- _Tareas a realizar_:
A: En el hilo sobre baterías de UPS, ¿qué tipos de baterías para auto se señalan como idóneas?
B: Traduce al inglés esta oración del hilo sobre baterías de UPS: "Hay baterías para auto de GEL, descarga profunda o AGM."
C: Reproduce el fragmento del hilo sobre baterías de UPS que empieza en las palabras "Las de ácido" y termina tras "por lo barato.".

- _Texto de origen_:
==*==

Si la bateria que tenia la Ups era de 12 volts, no habria problema con conectarle la del automovil que es de 12 volts.
saludos


----------



## antiworldx

A mi ups le adapte una bateria de auto para aumentar el tiempo de respaldo, asi que tienes luz verde.
Aguas con la polaridaaaaaaad!


----------



## Yoangel Lazaro

Con respecto a las baterías para automóviles y otras: http://www.c-mos.com/pdfsproductos/ECNPV_015.pdf

https://www.forosdeelectronica.com/f16/curso-problematica-electrica-ups-13655/



antiworldx dijo:


> A mi ups le adapte una bateria de auto para aumentar el tiempo de respaldo, asi que tienes luz verde.



Hay baterías para auto de GEL, descarga profunda o AGM. Son idóneas. 

Las de ácido no.


----------



## antiworldx

Ho si, eso es muy cierto, solo que las baterias de auto las consigo baratisimas, de medio uso, las consigo a 1/10 del precio de una de ciclo profundo de electrolito liquido. Asi que sacrifico lo ideal, por lo barato.

==*==

- _Material listado_:
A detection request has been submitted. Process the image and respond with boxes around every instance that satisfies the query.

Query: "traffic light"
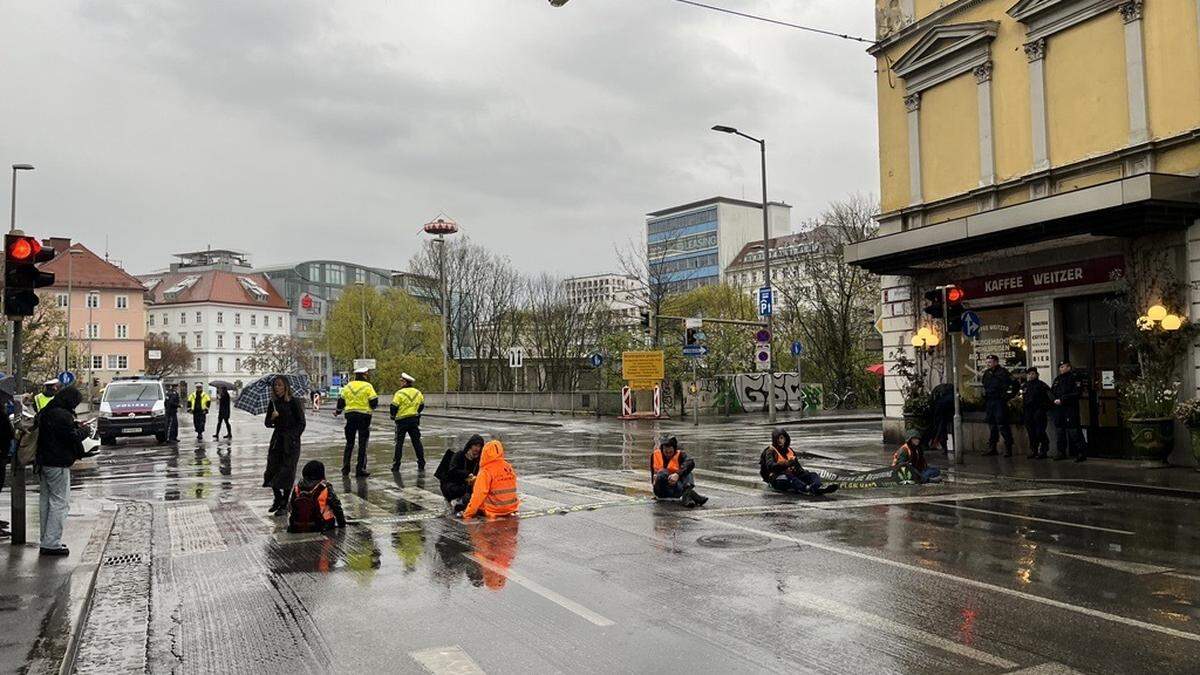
[4,234,54,317]
[946,286,966,333]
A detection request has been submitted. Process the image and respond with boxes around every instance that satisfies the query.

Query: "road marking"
[784,580,1019,670]
[704,489,1082,516]
[462,554,616,627]
[408,645,484,675]
[1050,549,1171,577]
[700,515,1200,643]
[916,502,1135,534]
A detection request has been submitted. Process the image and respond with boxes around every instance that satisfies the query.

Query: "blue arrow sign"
[962,310,983,340]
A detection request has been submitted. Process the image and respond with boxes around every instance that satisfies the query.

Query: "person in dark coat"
[1021,368,1052,459]
[212,387,233,441]
[1050,360,1087,461]
[433,434,484,515]
[263,376,305,514]
[163,387,182,442]
[983,354,1016,458]
[36,387,94,556]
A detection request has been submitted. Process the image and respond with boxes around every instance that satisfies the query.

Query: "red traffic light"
[8,237,42,262]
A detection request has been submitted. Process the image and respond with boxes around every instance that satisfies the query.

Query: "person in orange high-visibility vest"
[462,441,521,519]
[650,436,708,508]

==*==

- _Respuestas_:
A: Las de GEL, las de descarga profunda y las AGM.

B: There are GEL, deep-discharge, or AGM car batteries.

C:
Las de ácido no.


----------



## antiworldx

Ho si, eso es muy cierto, solo que las baterias de auto las consigo baratisimas, de medio uso, las consigo a 1/10 del precio de una de ciclo profundo de electrolito liquido. Asi que sacrifico lo ideal, por lo barato.